## Given text
We get sent a lot of songs. An awful lot. But one of the ones that’s captured us more than nearly all of them recently was ‘Waves’ from the brilliant Snowpoet. It’s this drop dead gorgeous, lilting slice of indie-folk, that laps against you’re ears, all aching guitars and melancholy, before its liberally decorated by this improvised jazz drumming.
Turns out the London band – Chris Hyson, Lauren Kinsella, Matt Robinson, Dave Hamblett, Nick Costley-White, Josh Arcoleo and Alex Killpartrick, have an album due out at some point in 2016. We caught up with Chris from the band to talk about Snowpoet, the album, and everything in between
Tell us about Snowpoet – where did you meet and how did you come to be Snowpoet?
Chris: We met whilst studying at the Royal Academy of Music. We played together as a group for a while, going through various phases and playing around with the music to see what worked best for us. After about a year and lots of playing and recording we became ‘Snowpoet’ and began putting music out.
Was it an immediate thing, that you knew you would all work well together?

## Listed entries
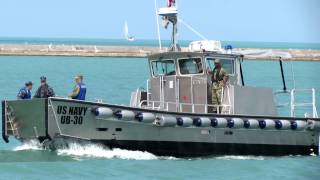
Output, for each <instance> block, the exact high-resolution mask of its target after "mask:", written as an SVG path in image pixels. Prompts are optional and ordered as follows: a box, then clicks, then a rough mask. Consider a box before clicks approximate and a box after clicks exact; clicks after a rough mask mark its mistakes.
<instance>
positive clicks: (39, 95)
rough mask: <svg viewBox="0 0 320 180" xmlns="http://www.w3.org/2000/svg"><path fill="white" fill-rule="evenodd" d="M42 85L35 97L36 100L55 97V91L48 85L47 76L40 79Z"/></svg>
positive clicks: (40, 81) (38, 90)
mask: <svg viewBox="0 0 320 180" xmlns="http://www.w3.org/2000/svg"><path fill="white" fill-rule="evenodd" d="M40 82H41V85H40V87H39V88H38V90H37V92H36V94H35V95H34V98H48V97H54V96H55V94H54V91H53V89H52V88H51V87H50V86H49V85H48V83H47V78H46V77H45V76H41V77H40Z"/></svg>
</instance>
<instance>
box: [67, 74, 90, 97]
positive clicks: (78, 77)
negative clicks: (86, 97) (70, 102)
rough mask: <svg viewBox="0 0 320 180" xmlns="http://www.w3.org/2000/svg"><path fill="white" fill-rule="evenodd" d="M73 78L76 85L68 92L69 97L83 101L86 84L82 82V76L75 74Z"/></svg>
mask: <svg viewBox="0 0 320 180" xmlns="http://www.w3.org/2000/svg"><path fill="white" fill-rule="evenodd" d="M74 79H75V81H76V85H75V87H74V89H73V91H72V93H70V94H69V97H70V98H72V99H77V100H82V101H84V100H85V99H86V92H87V88H86V85H85V84H84V83H83V76H82V75H77V76H76V77H75V78H74Z"/></svg>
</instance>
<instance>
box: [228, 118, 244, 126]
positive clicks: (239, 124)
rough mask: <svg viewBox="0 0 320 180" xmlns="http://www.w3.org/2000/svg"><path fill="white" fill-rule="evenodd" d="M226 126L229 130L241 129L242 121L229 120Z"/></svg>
mask: <svg viewBox="0 0 320 180" xmlns="http://www.w3.org/2000/svg"><path fill="white" fill-rule="evenodd" d="M227 126H228V127H229V128H243V120H242V119H240V118H232V119H229V120H228V123H227Z"/></svg>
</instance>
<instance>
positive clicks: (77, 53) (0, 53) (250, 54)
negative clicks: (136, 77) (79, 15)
mask: <svg viewBox="0 0 320 180" xmlns="http://www.w3.org/2000/svg"><path fill="white" fill-rule="evenodd" d="M166 50H167V49H164V50H163V51H166ZM182 51H188V48H186V47H185V48H182ZM157 52H160V50H159V48H157V47H145V46H94V45H51V44H49V45H32V44H0V55H15V56H83V57H137V58H144V57H146V56H147V55H148V54H151V53H157ZM234 52H236V53H238V54H244V55H245V56H244V58H245V60H278V59H279V56H281V57H282V59H291V60H299V61H320V50H303V49H257V48H238V49H234ZM257 52H258V53H257Z"/></svg>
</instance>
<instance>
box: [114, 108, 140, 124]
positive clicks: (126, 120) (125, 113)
mask: <svg viewBox="0 0 320 180" xmlns="http://www.w3.org/2000/svg"><path fill="white" fill-rule="evenodd" d="M114 115H115V116H116V117H117V118H118V119H121V120H124V121H132V120H134V118H135V114H134V112H132V111H127V110H120V111H117V112H115V113H114Z"/></svg>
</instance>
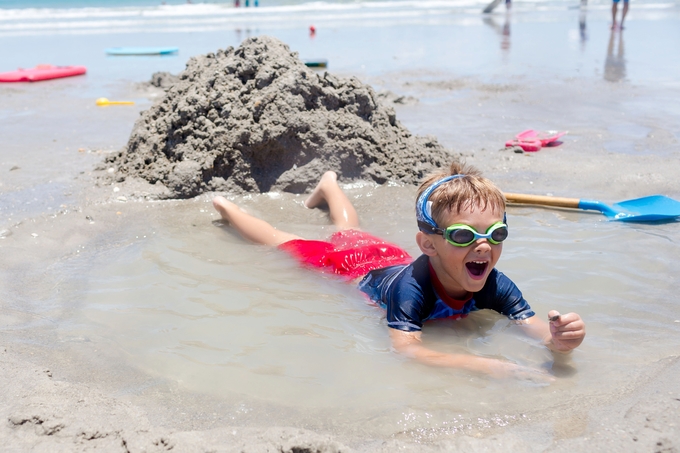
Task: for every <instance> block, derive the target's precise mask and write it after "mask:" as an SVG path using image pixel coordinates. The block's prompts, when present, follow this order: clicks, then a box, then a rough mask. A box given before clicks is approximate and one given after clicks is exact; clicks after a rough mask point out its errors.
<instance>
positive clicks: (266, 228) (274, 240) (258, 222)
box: [213, 196, 302, 246]
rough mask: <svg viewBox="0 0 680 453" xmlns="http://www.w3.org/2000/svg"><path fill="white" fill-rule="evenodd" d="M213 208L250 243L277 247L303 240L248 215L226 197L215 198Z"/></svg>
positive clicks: (297, 236)
mask: <svg viewBox="0 0 680 453" xmlns="http://www.w3.org/2000/svg"><path fill="white" fill-rule="evenodd" d="M213 206H214V207H215V209H217V212H219V213H220V215H221V216H222V218H223V219H224V220H226V221H228V222H229V223H230V224H231V225H232V226H233V227H234V228H236V229H237V230H238V232H239V233H241V236H243V238H244V239H247V240H248V241H250V242H255V243H256V244H263V245H272V246H277V245H280V244H283V243H284V242H288V241H291V240H293V239H302V238H301V237H300V236H296V235H294V234H290V233H286V232H285V231H279V230H277V229H276V228H274V227H273V226H271V225H270V224H268V223H267V222H265V221H264V220H261V219H258V218H257V217H253V216H251V215H250V214H246V213H245V212H243V211H241V209H239V207H238V206H236V205H235V204H234V203H232V202H231V201H229V200H227V199H226V198H224V197H219V196H218V197H215V198H213Z"/></svg>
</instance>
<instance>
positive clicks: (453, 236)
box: [444, 222, 508, 247]
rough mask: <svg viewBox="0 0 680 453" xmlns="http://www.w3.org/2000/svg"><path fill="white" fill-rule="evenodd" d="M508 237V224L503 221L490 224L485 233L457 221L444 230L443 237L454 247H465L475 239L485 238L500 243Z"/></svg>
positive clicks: (487, 240) (490, 242)
mask: <svg viewBox="0 0 680 453" xmlns="http://www.w3.org/2000/svg"><path fill="white" fill-rule="evenodd" d="M507 237H508V226H507V225H506V224H505V223H503V222H496V223H494V224H493V225H491V226H490V227H489V228H488V229H487V230H486V233H485V234H480V233H478V232H477V230H475V229H474V228H472V227H471V226H470V225H465V224H462V223H457V224H455V225H451V226H450V227H448V228H447V229H446V230H444V239H446V240H447V241H448V243H449V244H451V245H455V246H456V247H467V246H468V245H470V244H472V243H474V242H475V241H476V240H477V239H486V240H487V241H489V242H490V243H492V244H500V243H501V242H503V241H504V240H505V239H507Z"/></svg>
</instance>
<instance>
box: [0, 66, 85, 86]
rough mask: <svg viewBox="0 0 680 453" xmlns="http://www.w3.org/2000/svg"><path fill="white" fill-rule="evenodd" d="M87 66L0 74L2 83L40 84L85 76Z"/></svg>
mask: <svg viewBox="0 0 680 453" xmlns="http://www.w3.org/2000/svg"><path fill="white" fill-rule="evenodd" d="M86 71H87V69H86V68H85V66H52V65H49V64H45V65H38V66H36V67H35V68H33V69H18V70H16V71H11V72H2V73H0V82H39V81H41V80H50V79H58V78H61V77H71V76H75V75H81V74H85V72H86Z"/></svg>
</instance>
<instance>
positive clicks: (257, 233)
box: [213, 163, 585, 377]
mask: <svg viewBox="0 0 680 453" xmlns="http://www.w3.org/2000/svg"><path fill="white" fill-rule="evenodd" d="M324 202H325V203H327V204H328V208H329V210H330V217H331V221H332V222H333V224H334V225H335V226H336V227H337V228H338V231H337V232H336V233H334V234H333V235H332V236H331V237H330V239H329V240H328V242H326V241H310V240H305V239H303V238H301V237H299V236H296V235H294V234H290V233H286V232H283V231H280V230H277V229H276V228H274V227H273V226H271V225H270V224H268V223H267V222H265V221H263V220H260V219H258V218H255V217H253V216H251V215H249V214H246V213H245V212H243V211H241V210H240V209H239V208H238V206H236V205H235V204H234V203H231V202H230V201H228V200H226V199H225V198H223V197H219V196H218V197H215V199H214V200H213V205H214V206H215V209H217V211H219V213H220V215H221V216H222V218H223V219H224V220H226V221H228V222H229V223H231V225H233V226H234V227H235V228H236V229H237V230H238V231H239V233H240V234H241V235H242V236H243V237H244V238H245V239H247V240H249V241H252V242H255V243H258V244H264V245H271V246H278V247H279V248H280V249H281V250H284V251H286V252H288V253H290V254H291V255H293V256H294V257H295V258H297V259H298V260H299V261H300V262H302V263H303V264H305V265H307V266H312V267H316V268H320V269H321V270H323V271H325V272H332V273H335V274H338V275H340V276H342V277H344V278H346V279H348V280H353V279H358V278H360V277H363V278H362V279H361V281H360V282H359V289H360V290H361V291H363V292H364V293H366V294H367V295H368V296H369V297H370V298H371V299H372V300H373V301H374V302H376V303H378V304H379V305H381V306H382V307H383V308H385V309H386V310H387V325H388V326H389V327H390V329H389V331H390V338H391V340H392V344H393V346H394V348H395V349H396V350H397V351H399V352H400V353H402V354H405V355H407V356H409V357H413V358H415V359H417V360H419V361H420V362H423V363H426V364H429V365H435V366H443V367H457V368H465V369H468V370H472V371H477V372H483V373H488V374H490V375H492V376H496V377H503V376H511V375H516V376H523V377H536V376H533V375H535V374H537V373H538V374H540V373H541V372H539V371H538V370H531V369H528V368H526V367H522V366H519V365H516V364H513V363H510V362H505V361H502V360H496V359H490V358H484V357H477V356H473V355H468V354H447V353H440V352H436V351H433V350H431V349H428V348H426V347H425V346H423V345H422V342H421V339H420V332H421V329H422V327H423V322H424V321H426V320H429V319H438V318H460V317H465V316H467V314H468V313H469V312H471V311H474V310H478V309H483V308H488V309H491V310H495V311H497V312H499V313H501V314H504V315H506V316H507V317H508V318H510V319H512V320H515V321H517V322H518V323H520V324H523V325H525V326H526V331H527V333H528V334H529V335H531V336H532V337H535V338H537V339H540V340H543V341H544V342H545V345H546V346H547V347H548V348H550V349H551V350H552V351H555V352H559V353H566V352H569V351H571V350H572V349H574V348H576V347H577V346H578V345H580V344H581V342H582V341H583V338H584V337H585V325H584V323H583V321H582V320H581V317H580V316H579V315H577V314H576V313H568V314H565V315H560V314H559V313H558V312H557V311H555V310H553V311H550V312H549V313H548V316H549V320H550V322H549V323H546V322H544V321H543V320H540V319H538V317H537V316H536V315H535V313H534V312H533V311H532V310H531V307H529V304H528V303H527V301H526V300H524V298H523V297H522V293H521V292H520V291H519V289H517V287H516V286H515V284H514V283H513V282H512V281H511V280H510V279H509V278H508V277H506V276H505V275H503V274H502V273H501V272H499V271H497V270H496V269H495V265H496V262H497V261H498V259H499V258H500V256H501V252H502V251H503V241H504V240H505V239H506V238H507V236H508V226H507V225H506V223H505V197H504V196H503V194H502V193H501V191H500V190H499V189H498V188H497V187H496V186H495V185H494V184H493V183H492V182H491V181H489V180H488V179H486V178H484V177H482V176H481V175H480V173H479V171H477V170H476V169H474V168H472V167H467V166H461V165H460V164H458V163H453V164H452V165H451V168H450V171H449V173H445V172H442V173H438V174H434V175H431V176H429V177H428V178H427V179H426V180H425V182H423V184H422V185H421V186H420V189H419V190H418V198H417V202H416V217H417V220H418V228H419V230H420V231H419V232H418V233H417V234H416V242H417V244H418V247H419V248H420V250H421V251H422V253H423V254H422V255H421V256H420V257H419V258H417V259H416V260H413V259H412V258H411V257H410V256H409V254H408V253H407V252H406V251H404V250H402V249H401V248H399V247H398V246H396V245H394V244H390V243H388V242H385V241H383V240H381V239H379V238H376V237H374V236H371V235H369V234H367V233H365V232H362V231H360V230H359V229H358V226H359V219H358V216H357V213H356V211H355V210H354V207H353V206H352V203H351V202H350V201H349V199H348V198H347V197H346V196H345V194H344V193H343V191H342V189H341V188H340V187H339V186H338V183H337V176H336V174H335V173H333V172H326V173H325V174H324V175H323V176H322V178H321V180H320V181H319V183H318V185H317V186H316V188H315V189H314V191H313V192H312V194H311V195H310V197H309V198H308V199H307V201H306V202H305V206H306V207H308V208H314V207H316V206H319V205H321V204H322V203H324ZM480 232H484V233H480Z"/></svg>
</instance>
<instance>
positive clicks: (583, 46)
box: [578, 3, 588, 50]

## Tasks to carry out
1. According to the Snowpoet interview, where did the band members meet?
2. Retype, word for word, the part of the Snowpoet interview that opens with the words containing "We get sent" and closes with "improvised jazz drumming.".
Rely only on the text to respond, not on the rows.

## Solved tasks
1. They met while studying at the Royal Academy of Music.

2.
We get sent a lot of songs. An awful lot. But one of the ones that’s captured us more than nearly all of them recently was ‘Waves’ from the brilliant Snowpoet. It’s this drop dead gorgeous, lilting slice of indie-folk, that laps against you’re ears, all aching guitars and melancholy, before its liberally decorated by this improvised jazz drumming.